Written problem:
Repeat every record below exactly, but leave out any pictures.

begin

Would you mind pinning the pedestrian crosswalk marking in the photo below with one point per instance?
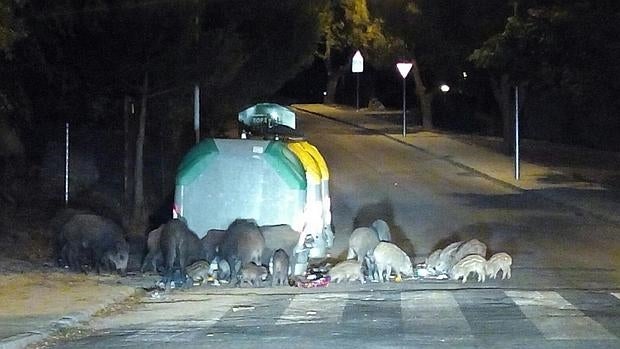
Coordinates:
(556, 318)
(424, 312)
(314, 308)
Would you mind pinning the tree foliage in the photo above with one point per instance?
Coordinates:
(347, 26)
(564, 49)
(10, 28)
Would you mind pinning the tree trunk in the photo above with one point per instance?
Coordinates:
(128, 164)
(334, 74)
(502, 92)
(332, 83)
(139, 212)
(425, 99)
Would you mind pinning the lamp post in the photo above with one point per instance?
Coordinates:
(404, 69)
(357, 67)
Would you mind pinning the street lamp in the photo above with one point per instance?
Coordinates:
(404, 69)
(357, 67)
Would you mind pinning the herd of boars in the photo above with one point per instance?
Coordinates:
(373, 256)
(235, 255)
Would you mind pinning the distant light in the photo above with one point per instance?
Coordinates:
(404, 68)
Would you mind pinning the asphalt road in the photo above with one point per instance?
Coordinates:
(563, 293)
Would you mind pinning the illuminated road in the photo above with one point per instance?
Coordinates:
(563, 294)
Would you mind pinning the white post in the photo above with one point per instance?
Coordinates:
(357, 94)
(517, 170)
(197, 112)
(66, 164)
(404, 108)
(403, 69)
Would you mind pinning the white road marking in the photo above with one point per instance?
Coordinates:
(424, 312)
(314, 308)
(556, 318)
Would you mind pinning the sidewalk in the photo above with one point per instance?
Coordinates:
(34, 305)
(583, 180)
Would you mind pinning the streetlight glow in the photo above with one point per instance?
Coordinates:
(404, 68)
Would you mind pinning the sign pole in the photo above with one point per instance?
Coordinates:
(66, 164)
(197, 112)
(517, 170)
(357, 94)
(404, 69)
(357, 67)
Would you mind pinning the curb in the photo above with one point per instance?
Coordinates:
(25, 339)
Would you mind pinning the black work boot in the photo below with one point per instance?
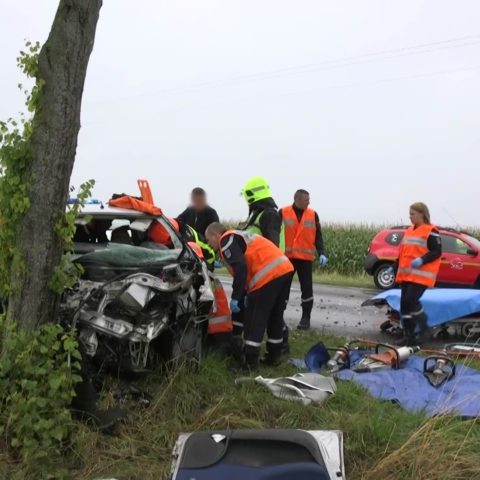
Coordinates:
(424, 334)
(272, 359)
(306, 314)
(408, 339)
(304, 323)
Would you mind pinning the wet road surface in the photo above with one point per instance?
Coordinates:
(336, 311)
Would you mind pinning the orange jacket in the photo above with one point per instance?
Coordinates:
(299, 236)
(414, 245)
(265, 261)
(132, 203)
(220, 320)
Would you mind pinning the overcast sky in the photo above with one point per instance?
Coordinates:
(368, 104)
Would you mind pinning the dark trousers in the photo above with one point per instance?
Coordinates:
(413, 315)
(264, 311)
(238, 319)
(304, 270)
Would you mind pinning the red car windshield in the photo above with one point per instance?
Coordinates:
(472, 240)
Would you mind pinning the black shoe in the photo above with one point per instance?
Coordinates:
(304, 324)
(405, 342)
(285, 348)
(271, 360)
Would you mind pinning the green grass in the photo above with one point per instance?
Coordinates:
(381, 440)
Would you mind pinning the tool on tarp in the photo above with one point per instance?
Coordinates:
(438, 369)
(471, 350)
(385, 357)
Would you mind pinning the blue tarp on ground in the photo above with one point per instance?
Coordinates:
(412, 391)
(441, 305)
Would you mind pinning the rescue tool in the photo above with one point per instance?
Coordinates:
(385, 357)
(438, 369)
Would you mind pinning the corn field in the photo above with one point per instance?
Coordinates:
(346, 245)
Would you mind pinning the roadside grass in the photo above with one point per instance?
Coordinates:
(381, 440)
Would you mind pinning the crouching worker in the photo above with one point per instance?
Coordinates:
(417, 269)
(220, 326)
(262, 270)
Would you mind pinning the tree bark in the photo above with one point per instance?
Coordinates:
(63, 62)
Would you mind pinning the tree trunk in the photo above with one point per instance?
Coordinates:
(63, 64)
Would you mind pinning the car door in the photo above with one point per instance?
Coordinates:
(457, 266)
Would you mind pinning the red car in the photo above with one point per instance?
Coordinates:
(460, 258)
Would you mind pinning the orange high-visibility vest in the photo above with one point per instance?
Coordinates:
(159, 234)
(132, 203)
(265, 261)
(220, 320)
(197, 249)
(299, 236)
(414, 245)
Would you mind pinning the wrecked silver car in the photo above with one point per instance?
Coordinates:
(137, 304)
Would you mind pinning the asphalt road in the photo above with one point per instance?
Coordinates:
(336, 311)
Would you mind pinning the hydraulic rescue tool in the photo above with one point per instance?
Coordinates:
(385, 357)
(438, 369)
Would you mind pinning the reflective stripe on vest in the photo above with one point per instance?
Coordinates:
(416, 271)
(220, 320)
(265, 261)
(300, 236)
(265, 270)
(415, 241)
(415, 245)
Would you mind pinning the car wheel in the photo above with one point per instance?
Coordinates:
(386, 325)
(187, 346)
(467, 329)
(382, 278)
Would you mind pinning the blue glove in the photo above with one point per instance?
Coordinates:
(418, 262)
(234, 307)
(322, 260)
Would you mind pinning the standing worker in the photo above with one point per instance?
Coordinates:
(303, 238)
(262, 270)
(417, 268)
(199, 215)
(263, 217)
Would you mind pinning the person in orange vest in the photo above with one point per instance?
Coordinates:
(303, 239)
(262, 270)
(416, 270)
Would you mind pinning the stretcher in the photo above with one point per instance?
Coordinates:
(449, 311)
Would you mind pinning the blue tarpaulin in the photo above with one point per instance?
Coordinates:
(441, 305)
(412, 391)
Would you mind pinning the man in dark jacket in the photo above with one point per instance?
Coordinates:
(199, 215)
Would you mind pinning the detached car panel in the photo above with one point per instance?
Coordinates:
(460, 263)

end

Response:
Would you mind pinning the pedestrian crosswalk marking in the photo below with one point per instance?
Coordinates:
(556, 318)
(424, 312)
(314, 308)
Would you mind pinning the tree foliage in the photo above with one point per instance?
Coordinates:
(347, 26)
(564, 49)
(10, 28)
Would you mind pinning the tree trunk in the photo above with one point per instance?
Coordinates:
(128, 164)
(334, 74)
(502, 92)
(332, 83)
(139, 212)
(425, 99)
Would you mind pinning the lamp post in the photo above with one point per instance?
Coordinates:
(404, 69)
(357, 67)
Would you mind pinning the street lamp in the photo above with one point per instance?
Coordinates:
(404, 69)
(357, 67)
Would you mind pinning the herd of boars in the photo above with one point per instance?
Coordinates:
(373, 256)
(235, 255)
Would you mind pinning the distant light in the photo above with one point per instance?
Coordinates:
(404, 68)
Would you mind pinning the asphalt road in the photo above with one point per instance?
Coordinates:
(563, 293)
Would you mind pinning the illuminated road in the photo above with one point per instance?
Coordinates:
(563, 294)
Would you mind pinning the white post in the photo above with one point per instance?
Coordinates:
(357, 94)
(517, 170)
(197, 112)
(66, 164)
(404, 108)
(403, 69)
Would you mind pinning the white road marking in the photo above with one point per instance?
Coordinates:
(424, 312)
(314, 308)
(556, 318)
Would you mind pinning the sidewalk in the photo above with one point per instance?
Coordinates:
(34, 305)
(583, 180)
Would you mind pinning the streetlight glow in the photo above with one point per instance?
Coordinates:
(404, 68)
Would you mind pinning the sign pole in the photo above with one point per instance?
Coordinates:
(66, 164)
(197, 112)
(517, 170)
(357, 94)
(404, 69)
(357, 67)
Would you mind pinning the curb in the photo above with one point per instance?
Coordinates:
(25, 339)
Would you mind pinning the black work boot in the photo below with one point per instance?
Coordinates:
(424, 334)
(272, 359)
(306, 314)
(408, 339)
(304, 323)
Would you mind pinning the wet road surface in the photo above with one point per instance?
Coordinates:
(336, 311)
Would you mind pinning the orange jacket in the photo above with one point per instance?
Coordinates:
(299, 236)
(414, 245)
(265, 261)
(132, 203)
(220, 320)
Would you mind pinning the overcast sky in the photo above with one point per instance?
Coordinates:
(368, 104)
Would you mind pinning the dark trousers in the photo above with one point per instance?
Coordinates:
(413, 315)
(264, 311)
(238, 319)
(304, 270)
Would you mind pinning the red car windshield in the photo above with one point per instance?
Coordinates:
(472, 240)
Would you mind pinning the black shoe in the photo above with one point per instance?
Coordinates:
(304, 324)
(405, 342)
(285, 348)
(271, 360)
Would you mind pinning the green grass in the photo above with one point per instance?
Coordinates:
(381, 440)
Would you mind pinning the tool on tarp in the photo above with one point per instance?
Coordinates:
(438, 369)
(471, 350)
(385, 357)
Would you mind pinning the blue tarp on ground in the photo above with one point per instance?
Coordinates:
(412, 391)
(441, 305)
Would you mind pinning the rescue tool in the photo above with one point per instance?
Coordinates:
(385, 357)
(438, 369)
Would you mind pinning the corn field in the photo above with one point per instance?
Coordinates:
(346, 245)
Would you mind pinning the roadside grass in the photo above with one point per instance?
Coordinates:
(381, 440)
Would you mind pinning the crouching worker in the photo above with one point per instance?
Coordinates:
(417, 269)
(220, 326)
(262, 270)
Would you mind pinning the tree bark in the photo above with one point per instance?
Coordinates:
(63, 62)
Would you mind pinning the tree trunk in the photo above with one point per instance?
Coordinates:
(63, 64)
Would you mind pinning the car door in the photo above with one point per instance?
Coordinates:
(457, 266)
Would you mind pinning the red car in the photo above with one point per instance?
Coordinates:
(460, 258)
Would you mind pinning the orange high-visibility vest in the photo above with one point per instance?
Coordinates:
(159, 234)
(132, 203)
(265, 261)
(220, 320)
(197, 249)
(299, 236)
(414, 245)
Would you mind pinning the wrecked silver car in the photo above with one point per instance?
Coordinates:
(137, 304)
Would you mind pinning the asphalt road in the photo above with one point per instance?
Coordinates:
(336, 311)
Would you mind pinning the hydraulic rescue tool in the photo above with one point per instance?
Coordinates:
(385, 357)
(438, 369)
Would you mind pinning the reflective stripe on vest in the photo above with one point per instance?
Coordinates:
(416, 271)
(220, 320)
(265, 261)
(300, 236)
(265, 270)
(415, 241)
(415, 245)
Would you mind pinning the car wheel in the photo above with one point per instance?
Coordinates:
(386, 325)
(187, 346)
(467, 329)
(382, 278)
Would you mind pinning the blue glove in the photo above with one point per instance?
Coordinates:
(418, 262)
(234, 307)
(322, 260)
Would you mind pinning the standing worker in the photo above with one point per instance?
Coordinates:
(303, 238)
(262, 270)
(417, 268)
(199, 215)
(263, 217)
Would you mind pinning the person in orange vest in the photo above with one point per instance?
Coordinates:
(303, 239)
(262, 270)
(416, 270)
Would you mind pinning the stretcher in the photo above with one point per instance?
Coordinates:
(449, 311)
Would you mind pinning the blue tarpaulin in the photo above with one point per instance?
Coordinates:
(441, 305)
(412, 391)
Would you mind pinning the man in dark jacket in the photo above with one point per instance?
Coordinates:
(199, 215)
Would you mind pinning the detached car panel in the photo above with one point per instance?
Coordinates:
(460, 263)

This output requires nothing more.